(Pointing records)
-- Begin --
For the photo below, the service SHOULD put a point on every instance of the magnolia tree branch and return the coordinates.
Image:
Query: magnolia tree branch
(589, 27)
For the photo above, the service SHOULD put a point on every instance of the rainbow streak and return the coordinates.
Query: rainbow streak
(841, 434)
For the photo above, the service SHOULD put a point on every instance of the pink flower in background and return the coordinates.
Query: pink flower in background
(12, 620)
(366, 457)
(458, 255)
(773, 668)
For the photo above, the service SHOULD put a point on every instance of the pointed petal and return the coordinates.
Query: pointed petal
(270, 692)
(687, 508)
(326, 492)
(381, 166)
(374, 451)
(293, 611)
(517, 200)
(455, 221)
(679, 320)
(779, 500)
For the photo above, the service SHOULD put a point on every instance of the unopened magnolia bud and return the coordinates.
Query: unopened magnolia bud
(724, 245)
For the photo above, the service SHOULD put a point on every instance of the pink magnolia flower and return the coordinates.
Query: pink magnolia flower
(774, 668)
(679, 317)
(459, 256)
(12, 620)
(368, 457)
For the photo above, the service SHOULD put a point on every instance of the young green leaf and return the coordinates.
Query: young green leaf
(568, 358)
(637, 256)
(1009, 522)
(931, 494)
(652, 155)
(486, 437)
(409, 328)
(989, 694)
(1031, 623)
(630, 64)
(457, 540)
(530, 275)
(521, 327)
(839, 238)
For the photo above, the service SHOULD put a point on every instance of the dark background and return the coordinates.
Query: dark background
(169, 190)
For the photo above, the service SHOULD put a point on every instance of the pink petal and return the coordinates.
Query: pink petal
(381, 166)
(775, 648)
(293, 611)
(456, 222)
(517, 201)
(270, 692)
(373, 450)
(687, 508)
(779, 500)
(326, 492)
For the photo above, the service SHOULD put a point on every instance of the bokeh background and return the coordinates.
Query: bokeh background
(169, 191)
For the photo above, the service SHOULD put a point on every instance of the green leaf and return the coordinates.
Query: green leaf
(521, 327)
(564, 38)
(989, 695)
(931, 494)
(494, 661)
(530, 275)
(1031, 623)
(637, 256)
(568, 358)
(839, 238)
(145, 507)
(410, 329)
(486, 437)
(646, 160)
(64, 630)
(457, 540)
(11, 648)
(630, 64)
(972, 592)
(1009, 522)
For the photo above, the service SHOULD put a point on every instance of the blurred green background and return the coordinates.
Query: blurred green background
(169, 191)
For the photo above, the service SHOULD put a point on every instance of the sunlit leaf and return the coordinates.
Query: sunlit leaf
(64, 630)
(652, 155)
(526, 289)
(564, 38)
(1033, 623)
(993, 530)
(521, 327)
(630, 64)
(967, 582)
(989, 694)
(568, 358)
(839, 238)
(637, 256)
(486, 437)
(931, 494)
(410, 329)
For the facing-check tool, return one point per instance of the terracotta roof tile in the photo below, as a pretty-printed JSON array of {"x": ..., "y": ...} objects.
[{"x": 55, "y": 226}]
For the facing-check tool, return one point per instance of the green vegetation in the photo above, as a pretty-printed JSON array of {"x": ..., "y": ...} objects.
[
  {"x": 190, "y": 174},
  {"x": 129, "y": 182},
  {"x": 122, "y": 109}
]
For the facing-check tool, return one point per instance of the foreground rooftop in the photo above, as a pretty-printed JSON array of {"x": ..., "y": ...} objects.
-- End --
Please return all of the records above line for line, with no change to any word, number, or mark.

The response:
For the photo below, the service SHOULD put a point on every instance of the magnolia tree branch and return the coordinates.
Image:
Query: magnolia tree branch
(589, 27)
For the photo above, the service SHOULD put a point on every instance of the rainbow streak and return the coordinates.
Query: rainbow streak
(841, 434)
For the photo above, the service SHOULD put a point on every instance of the pink flower in background and return the coordinates.
Query: pink flower in background
(12, 620)
(366, 457)
(458, 255)
(773, 668)
For the photo above, the service SHOULD put a point on every instance of the pointed petal and return the coordinates.
Query: pointed petal
(270, 692)
(687, 508)
(326, 492)
(381, 166)
(374, 451)
(293, 611)
(517, 200)
(455, 221)
(679, 320)
(779, 500)
For the photo above, the service SHOULD put a point on every instance of the unopened magnolia bud and return the coordinates.
Query: unopened magnolia bud
(724, 245)
For the photo above, the service SHOULD put a point on every instance of the pink magnolia flower and return the coordinates.
Query: pink magnolia flower
(774, 668)
(679, 317)
(459, 256)
(12, 620)
(368, 457)
For the photo above, the service SHOULD put a point on every instance of the young green leaf and return the coordinates.
Query: young green leaf
(568, 358)
(637, 256)
(1009, 522)
(931, 494)
(652, 155)
(486, 437)
(409, 328)
(989, 694)
(1031, 623)
(630, 64)
(457, 540)
(530, 275)
(521, 327)
(839, 238)
For the photo above, the service SHOULD put a point on every instance of the dark background and return the coordinates.
Query: dark background
(169, 190)
For the photo above, the service SHOULD put a point on every instance of the pink petal and return the coordinates.
Query: pink petal
(381, 166)
(775, 648)
(293, 611)
(456, 222)
(517, 201)
(270, 692)
(373, 450)
(687, 508)
(779, 500)
(326, 492)
For the photo above, the service SHOULD put a point on every instance of the bokeh background and return the coordinates.
Query: bokeh background
(169, 191)
For the photo above, the service SHOULD put a point on every instance of the green leaf and return the coordinates.
Query: green leaf
(521, 327)
(564, 38)
(989, 695)
(931, 494)
(494, 661)
(530, 275)
(1031, 623)
(637, 256)
(568, 358)
(839, 238)
(145, 507)
(410, 329)
(486, 437)
(646, 160)
(64, 630)
(457, 540)
(11, 648)
(630, 64)
(972, 592)
(1009, 522)
For the photo above, the service SHOULD put a point on every instance of the blurred green background and return the coordinates.
Query: blurred green background
(169, 191)
For the photo above, the service SHOULD put a point on every instance of the sunlit leaf and return the coordinates.
Query: sunlit leaf
(64, 630)
(652, 155)
(526, 289)
(564, 38)
(1033, 623)
(993, 530)
(521, 327)
(630, 64)
(967, 582)
(989, 694)
(568, 358)
(839, 238)
(637, 256)
(486, 437)
(931, 494)
(410, 329)
For the facing-check tool, return one point per instance of the terracotta roof tile in the photo below, as a pretty-printed JSON array of {"x": ..., "y": ...} objects.
[{"x": 55, "y": 226}]
For the facing-check tool, return one point per instance of the green vegetation in the photo above, as a pretty-printed JSON array of {"x": ..., "y": ...} objects.
[
  {"x": 190, "y": 174},
  {"x": 129, "y": 182},
  {"x": 122, "y": 109}
]
For the facing-check tool, return one point per instance of the foreground rooftop in the photo above, as a pretty-printed JSON array of {"x": ..., "y": ...} objects.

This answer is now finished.